# Request 1
List every disturbance from the engineering works that the blog entry about the railway works describes.
# Request 2
Using the blog entry about the railway works, decide whether each statement agrees with it. Answer yes or no for each, and quote the deciding words.
(a) The writer felt better on the morning after a long sleep.
(b) The writer spent the sunny afternoon outside.
(c) The night work stopped at 7.00 a.m.
# Request 3
Print the part of the blog entry about the railway works from "After a decently" up to and including "of the afternoon!".

# Passage provided
::::

After a decently long sleep, I felt considerably better the next morning but my jaw hurt on the right hand side and I wondered if I’d been clenching my teeth during the night.  It was lovely and sunny so after finishing unpacking and getting a load of washing in, I planned to spend some time outside.  However, I got into writing my blog for the previous month without really thinking about it which took up most of the afternoon! 
That night I was still very tired but when I went to bed there was an incredibly bright white light on the other side of the railway tracks which was shining directly into the bedroom.  The dreaded engineering works had obviously moved up this end and I could hear shouting then later in the night, very loud drilling which was very annoying.  I put earplugs in but couldn’t really sleep until they stopped at 7.00 a.m.
On Wednesday morning, I finished my monthly blog then wrote another complaint to Network Rail.  I saw a neighbour who was whingeing about the noise and I showed her the letters they’d sent me.  Whilst it didn’t help with the sleep deprivation, at least I knew what was going on due to being notified via social media, but it must have been awful for people who did not know anything about it at all; how could they think that it would only affect people living directly adjacent to the line?  It beggared belief!

::::

# Data section
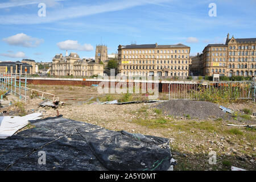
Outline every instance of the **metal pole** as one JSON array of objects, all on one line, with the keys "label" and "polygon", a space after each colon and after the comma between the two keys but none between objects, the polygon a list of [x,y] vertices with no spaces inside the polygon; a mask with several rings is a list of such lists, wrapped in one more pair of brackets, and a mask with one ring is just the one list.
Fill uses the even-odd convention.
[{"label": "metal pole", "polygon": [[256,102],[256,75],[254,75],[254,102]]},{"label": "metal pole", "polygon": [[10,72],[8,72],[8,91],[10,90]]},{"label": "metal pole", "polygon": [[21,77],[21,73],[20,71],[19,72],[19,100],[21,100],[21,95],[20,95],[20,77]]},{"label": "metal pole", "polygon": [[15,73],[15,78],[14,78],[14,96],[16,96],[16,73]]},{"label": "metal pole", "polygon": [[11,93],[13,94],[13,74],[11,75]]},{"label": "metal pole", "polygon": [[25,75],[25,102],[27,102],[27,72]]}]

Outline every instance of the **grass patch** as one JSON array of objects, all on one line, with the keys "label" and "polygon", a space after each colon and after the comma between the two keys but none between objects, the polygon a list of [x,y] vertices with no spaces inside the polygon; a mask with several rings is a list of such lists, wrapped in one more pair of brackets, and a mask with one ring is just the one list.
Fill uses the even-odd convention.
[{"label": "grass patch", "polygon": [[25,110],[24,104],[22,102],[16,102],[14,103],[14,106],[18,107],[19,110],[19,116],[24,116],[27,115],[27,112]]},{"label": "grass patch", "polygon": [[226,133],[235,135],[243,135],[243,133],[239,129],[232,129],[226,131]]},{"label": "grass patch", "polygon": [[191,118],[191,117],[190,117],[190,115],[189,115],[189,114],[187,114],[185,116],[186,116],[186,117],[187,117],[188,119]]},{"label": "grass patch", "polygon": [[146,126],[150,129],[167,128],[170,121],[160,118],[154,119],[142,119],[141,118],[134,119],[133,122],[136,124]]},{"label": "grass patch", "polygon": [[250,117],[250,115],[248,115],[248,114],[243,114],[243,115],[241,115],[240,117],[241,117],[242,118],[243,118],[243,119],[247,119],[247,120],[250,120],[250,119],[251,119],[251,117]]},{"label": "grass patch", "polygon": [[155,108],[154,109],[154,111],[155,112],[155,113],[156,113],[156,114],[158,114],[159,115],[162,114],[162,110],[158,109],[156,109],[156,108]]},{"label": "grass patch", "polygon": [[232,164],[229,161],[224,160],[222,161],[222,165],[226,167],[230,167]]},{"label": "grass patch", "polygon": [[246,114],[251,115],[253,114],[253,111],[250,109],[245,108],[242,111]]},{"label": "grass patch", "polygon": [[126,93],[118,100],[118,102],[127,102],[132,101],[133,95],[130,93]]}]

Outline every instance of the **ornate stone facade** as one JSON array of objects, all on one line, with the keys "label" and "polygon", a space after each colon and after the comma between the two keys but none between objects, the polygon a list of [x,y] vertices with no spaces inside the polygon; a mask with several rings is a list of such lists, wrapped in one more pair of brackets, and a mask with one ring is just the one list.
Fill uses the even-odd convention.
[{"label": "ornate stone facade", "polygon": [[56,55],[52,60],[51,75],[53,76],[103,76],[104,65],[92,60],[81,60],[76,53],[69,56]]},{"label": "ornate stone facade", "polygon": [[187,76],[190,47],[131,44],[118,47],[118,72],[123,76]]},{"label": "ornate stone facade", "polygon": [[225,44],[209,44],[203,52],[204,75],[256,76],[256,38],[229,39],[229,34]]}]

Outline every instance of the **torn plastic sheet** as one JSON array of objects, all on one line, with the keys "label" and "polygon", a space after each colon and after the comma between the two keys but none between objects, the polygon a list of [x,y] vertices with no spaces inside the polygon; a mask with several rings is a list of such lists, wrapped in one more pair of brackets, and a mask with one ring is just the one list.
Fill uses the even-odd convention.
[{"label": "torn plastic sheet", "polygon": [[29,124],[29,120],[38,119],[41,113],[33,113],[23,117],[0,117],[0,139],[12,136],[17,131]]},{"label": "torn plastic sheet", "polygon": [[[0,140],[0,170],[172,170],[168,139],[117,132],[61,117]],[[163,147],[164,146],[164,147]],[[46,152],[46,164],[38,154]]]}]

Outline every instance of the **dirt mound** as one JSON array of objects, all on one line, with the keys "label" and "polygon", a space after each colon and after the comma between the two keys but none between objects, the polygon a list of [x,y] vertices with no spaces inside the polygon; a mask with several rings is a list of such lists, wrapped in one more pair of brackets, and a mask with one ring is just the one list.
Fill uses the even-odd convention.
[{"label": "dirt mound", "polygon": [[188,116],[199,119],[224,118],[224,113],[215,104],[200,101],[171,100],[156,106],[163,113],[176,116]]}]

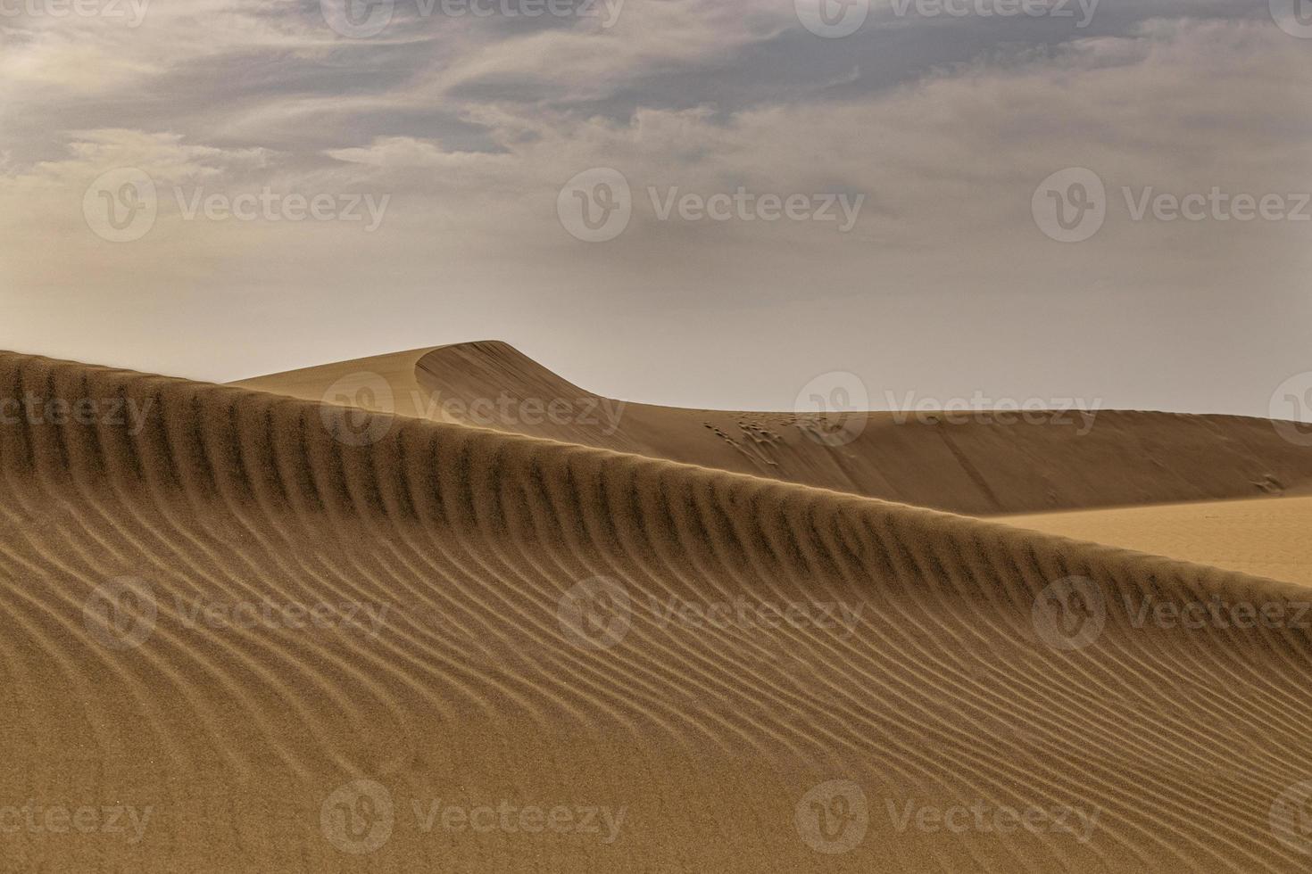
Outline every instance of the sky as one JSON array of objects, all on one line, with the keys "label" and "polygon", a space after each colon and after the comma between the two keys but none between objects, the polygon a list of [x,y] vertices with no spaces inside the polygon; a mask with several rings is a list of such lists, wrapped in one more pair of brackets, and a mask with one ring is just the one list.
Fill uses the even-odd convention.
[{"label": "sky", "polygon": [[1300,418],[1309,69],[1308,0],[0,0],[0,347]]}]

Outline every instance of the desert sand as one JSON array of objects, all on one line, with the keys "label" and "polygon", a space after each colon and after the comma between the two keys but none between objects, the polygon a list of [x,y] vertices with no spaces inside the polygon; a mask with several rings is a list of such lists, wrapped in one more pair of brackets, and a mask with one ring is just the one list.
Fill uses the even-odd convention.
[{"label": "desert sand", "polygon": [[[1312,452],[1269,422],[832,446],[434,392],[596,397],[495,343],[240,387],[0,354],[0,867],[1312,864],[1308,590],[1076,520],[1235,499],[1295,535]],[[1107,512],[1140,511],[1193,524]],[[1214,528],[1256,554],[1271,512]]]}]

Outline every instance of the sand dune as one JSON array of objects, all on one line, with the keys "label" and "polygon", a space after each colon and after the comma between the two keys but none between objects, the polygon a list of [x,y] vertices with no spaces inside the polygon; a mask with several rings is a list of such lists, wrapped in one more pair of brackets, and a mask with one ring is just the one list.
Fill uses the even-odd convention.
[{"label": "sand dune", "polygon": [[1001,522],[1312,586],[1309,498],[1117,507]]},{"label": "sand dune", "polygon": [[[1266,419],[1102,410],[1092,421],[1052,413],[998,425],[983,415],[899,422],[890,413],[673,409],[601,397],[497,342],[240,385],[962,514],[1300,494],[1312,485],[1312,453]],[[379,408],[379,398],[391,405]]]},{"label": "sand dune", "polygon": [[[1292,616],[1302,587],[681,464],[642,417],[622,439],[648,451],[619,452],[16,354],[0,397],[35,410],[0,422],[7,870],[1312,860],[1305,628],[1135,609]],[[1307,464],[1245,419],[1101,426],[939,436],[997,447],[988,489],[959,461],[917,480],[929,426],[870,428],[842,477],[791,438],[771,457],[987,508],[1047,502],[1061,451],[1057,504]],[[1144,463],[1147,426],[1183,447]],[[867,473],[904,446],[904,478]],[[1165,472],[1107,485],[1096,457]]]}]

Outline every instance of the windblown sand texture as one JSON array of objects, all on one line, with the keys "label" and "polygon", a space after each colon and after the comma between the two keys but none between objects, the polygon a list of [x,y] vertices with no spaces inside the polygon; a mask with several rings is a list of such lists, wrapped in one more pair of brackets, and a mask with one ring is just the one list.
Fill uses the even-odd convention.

::::

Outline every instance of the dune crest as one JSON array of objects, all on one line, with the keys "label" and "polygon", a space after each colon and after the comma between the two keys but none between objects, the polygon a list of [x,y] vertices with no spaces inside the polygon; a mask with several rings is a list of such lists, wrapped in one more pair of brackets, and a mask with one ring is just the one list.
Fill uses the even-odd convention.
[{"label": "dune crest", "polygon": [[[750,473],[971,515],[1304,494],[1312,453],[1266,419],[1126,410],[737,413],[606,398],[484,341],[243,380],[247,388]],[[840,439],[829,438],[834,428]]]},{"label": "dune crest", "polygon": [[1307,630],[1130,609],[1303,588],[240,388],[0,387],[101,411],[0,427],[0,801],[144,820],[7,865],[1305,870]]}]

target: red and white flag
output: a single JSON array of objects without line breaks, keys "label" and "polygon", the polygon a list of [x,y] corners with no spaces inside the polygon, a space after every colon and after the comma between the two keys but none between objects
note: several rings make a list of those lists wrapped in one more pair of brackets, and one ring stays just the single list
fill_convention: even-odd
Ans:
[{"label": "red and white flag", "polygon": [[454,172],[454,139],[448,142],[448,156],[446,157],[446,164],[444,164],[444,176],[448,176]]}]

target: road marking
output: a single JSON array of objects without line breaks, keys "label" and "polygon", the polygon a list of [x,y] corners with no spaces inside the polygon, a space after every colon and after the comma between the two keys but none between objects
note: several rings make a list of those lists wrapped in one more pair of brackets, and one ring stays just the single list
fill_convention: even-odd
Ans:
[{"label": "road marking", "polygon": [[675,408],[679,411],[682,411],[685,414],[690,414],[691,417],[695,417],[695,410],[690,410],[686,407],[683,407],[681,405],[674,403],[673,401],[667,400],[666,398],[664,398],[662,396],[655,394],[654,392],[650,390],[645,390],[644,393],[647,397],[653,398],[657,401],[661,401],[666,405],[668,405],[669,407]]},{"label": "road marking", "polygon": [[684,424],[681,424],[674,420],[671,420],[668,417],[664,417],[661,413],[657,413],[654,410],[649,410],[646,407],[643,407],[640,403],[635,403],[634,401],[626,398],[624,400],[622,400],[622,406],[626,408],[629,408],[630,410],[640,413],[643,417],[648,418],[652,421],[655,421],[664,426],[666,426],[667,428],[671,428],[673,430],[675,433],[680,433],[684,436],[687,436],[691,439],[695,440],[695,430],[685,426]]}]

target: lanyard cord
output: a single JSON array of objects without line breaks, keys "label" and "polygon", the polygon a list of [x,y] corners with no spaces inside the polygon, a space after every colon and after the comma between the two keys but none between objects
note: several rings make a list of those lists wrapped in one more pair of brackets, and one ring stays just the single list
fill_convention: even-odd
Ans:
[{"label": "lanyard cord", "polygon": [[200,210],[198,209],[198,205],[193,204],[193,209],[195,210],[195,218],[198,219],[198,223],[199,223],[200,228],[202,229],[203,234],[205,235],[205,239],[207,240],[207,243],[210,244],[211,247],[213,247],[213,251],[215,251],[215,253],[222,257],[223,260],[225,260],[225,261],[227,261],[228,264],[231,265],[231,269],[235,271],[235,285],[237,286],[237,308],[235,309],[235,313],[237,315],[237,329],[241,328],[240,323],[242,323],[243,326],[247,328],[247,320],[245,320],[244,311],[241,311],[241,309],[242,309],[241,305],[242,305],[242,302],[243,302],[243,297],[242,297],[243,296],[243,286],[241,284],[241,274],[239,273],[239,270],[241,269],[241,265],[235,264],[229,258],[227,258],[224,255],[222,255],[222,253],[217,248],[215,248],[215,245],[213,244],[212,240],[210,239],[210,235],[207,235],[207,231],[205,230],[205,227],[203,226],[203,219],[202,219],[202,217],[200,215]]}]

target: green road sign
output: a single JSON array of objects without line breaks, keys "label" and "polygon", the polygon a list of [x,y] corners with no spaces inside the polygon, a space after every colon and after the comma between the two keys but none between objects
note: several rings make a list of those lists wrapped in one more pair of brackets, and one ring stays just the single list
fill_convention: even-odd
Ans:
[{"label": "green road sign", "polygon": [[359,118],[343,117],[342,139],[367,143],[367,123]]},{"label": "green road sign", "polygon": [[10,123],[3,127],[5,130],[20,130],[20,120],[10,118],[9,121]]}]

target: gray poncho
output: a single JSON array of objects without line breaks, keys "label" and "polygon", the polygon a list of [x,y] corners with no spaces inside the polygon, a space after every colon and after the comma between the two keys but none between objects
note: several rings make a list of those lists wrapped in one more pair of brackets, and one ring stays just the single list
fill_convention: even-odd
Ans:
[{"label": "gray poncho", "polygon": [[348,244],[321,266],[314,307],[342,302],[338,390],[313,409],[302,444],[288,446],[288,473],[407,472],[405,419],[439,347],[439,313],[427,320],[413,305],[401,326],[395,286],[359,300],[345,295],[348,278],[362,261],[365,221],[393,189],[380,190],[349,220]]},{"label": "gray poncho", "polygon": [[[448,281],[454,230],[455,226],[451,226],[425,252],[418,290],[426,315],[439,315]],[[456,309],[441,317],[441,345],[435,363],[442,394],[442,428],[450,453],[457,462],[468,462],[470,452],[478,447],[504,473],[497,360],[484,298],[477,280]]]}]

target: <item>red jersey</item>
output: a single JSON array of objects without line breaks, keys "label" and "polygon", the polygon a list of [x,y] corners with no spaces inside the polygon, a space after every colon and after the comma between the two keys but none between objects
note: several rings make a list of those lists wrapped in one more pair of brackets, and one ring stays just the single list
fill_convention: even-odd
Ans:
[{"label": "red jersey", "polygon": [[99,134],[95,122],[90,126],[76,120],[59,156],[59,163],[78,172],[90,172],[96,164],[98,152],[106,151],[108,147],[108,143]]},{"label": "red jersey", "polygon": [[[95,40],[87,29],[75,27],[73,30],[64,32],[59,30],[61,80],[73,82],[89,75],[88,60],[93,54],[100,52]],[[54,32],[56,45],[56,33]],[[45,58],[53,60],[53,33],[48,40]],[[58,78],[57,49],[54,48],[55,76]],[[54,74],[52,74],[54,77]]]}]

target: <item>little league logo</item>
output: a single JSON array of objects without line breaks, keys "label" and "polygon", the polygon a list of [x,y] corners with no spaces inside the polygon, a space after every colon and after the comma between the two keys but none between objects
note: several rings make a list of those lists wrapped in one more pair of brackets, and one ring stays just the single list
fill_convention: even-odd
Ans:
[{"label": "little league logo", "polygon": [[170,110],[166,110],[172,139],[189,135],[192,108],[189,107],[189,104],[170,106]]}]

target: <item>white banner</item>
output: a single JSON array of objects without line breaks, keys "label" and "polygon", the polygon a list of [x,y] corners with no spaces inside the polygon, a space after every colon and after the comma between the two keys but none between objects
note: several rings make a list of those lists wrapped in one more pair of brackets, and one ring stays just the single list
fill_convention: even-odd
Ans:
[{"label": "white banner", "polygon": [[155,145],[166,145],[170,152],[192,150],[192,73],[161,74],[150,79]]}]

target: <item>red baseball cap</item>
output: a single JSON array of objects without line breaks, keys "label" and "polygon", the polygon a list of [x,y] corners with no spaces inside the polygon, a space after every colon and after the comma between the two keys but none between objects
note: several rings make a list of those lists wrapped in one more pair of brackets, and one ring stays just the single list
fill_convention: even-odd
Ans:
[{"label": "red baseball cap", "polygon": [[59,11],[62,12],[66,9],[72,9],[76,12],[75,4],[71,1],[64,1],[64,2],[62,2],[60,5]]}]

::::

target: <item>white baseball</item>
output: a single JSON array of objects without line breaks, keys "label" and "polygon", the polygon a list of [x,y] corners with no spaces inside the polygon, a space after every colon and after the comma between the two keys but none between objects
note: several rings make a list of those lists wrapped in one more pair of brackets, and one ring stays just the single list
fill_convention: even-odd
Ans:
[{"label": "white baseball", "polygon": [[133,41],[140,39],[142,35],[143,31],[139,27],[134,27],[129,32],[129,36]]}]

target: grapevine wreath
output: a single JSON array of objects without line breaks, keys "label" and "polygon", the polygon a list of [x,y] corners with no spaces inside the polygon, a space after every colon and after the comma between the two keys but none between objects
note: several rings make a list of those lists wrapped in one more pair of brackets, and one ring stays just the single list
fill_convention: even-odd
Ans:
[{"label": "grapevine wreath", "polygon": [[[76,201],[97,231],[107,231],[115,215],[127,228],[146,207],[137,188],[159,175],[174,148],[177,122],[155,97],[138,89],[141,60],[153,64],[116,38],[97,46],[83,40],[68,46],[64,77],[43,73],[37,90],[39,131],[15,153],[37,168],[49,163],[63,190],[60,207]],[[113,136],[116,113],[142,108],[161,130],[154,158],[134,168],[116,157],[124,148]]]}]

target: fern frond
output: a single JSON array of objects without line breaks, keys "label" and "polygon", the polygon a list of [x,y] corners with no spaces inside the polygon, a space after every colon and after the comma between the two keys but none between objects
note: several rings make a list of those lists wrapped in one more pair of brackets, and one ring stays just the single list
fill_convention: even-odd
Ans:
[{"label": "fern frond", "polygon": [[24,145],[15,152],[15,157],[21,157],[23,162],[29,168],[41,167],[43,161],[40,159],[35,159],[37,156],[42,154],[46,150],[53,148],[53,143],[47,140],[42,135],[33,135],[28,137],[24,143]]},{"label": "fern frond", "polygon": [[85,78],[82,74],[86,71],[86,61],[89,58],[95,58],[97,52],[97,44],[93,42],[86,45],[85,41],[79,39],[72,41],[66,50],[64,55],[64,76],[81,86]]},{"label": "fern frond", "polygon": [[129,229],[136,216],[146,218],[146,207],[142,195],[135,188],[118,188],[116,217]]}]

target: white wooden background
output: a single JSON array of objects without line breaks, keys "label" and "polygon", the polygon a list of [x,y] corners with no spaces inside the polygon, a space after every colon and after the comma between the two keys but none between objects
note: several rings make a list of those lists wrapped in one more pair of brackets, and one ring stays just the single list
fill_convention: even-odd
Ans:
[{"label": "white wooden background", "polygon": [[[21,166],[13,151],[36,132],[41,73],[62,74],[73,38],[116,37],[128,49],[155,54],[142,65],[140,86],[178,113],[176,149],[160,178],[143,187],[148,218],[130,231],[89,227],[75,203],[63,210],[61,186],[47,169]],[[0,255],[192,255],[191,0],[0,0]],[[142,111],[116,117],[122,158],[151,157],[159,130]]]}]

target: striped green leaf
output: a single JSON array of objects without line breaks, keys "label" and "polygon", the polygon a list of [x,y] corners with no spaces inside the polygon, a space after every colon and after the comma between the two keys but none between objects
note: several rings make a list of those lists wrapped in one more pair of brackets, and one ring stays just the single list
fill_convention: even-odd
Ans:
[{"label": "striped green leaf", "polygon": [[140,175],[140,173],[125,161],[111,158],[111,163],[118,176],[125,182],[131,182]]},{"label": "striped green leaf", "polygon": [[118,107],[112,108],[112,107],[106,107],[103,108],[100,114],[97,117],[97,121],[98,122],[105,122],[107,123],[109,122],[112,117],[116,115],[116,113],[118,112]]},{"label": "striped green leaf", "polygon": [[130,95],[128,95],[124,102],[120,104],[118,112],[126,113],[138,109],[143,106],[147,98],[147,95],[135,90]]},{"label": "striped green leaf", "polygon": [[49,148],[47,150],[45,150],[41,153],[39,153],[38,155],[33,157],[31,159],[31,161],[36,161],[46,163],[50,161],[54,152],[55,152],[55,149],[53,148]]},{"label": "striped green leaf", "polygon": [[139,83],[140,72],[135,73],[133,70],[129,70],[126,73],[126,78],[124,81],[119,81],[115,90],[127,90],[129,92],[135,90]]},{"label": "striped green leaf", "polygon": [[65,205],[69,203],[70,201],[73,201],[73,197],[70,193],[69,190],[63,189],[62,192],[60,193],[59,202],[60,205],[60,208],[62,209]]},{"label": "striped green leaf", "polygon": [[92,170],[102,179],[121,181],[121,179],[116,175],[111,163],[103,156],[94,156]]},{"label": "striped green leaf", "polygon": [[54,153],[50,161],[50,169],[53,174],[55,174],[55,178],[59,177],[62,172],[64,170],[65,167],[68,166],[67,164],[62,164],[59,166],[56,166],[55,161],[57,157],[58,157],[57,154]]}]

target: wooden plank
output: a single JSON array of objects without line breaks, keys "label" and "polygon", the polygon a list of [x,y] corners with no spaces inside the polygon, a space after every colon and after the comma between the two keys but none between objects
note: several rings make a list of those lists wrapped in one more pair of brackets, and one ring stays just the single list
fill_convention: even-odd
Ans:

::::

# Reply 1
- An incredibly bright white light on the other side of the railway tracks, shining directly into the bedroom
- Shouting
- Very loud drilling in the night

# Reply 2
(a) Yes: "I felt considerably better the next morning"
(b) No: "I got into writing my blog for the previous month without really thinking about it which took up most of the afternoon!"
(c) Yes: "couldn’t really sleep until they stopped at 7.00 a.m."

# Reply 3
After a decently long sleep, I felt considerably better the next morning but my jaw hurt on the right hand side and I wondered if I’d been clenching my teeth during the night.  It was lovely and sunny so after finishing unpacking and getting a load of washing in, I planned to spend some time outside.  However, I got into writing my blog for the previous month without really thinking about it which took up most of the afternoon!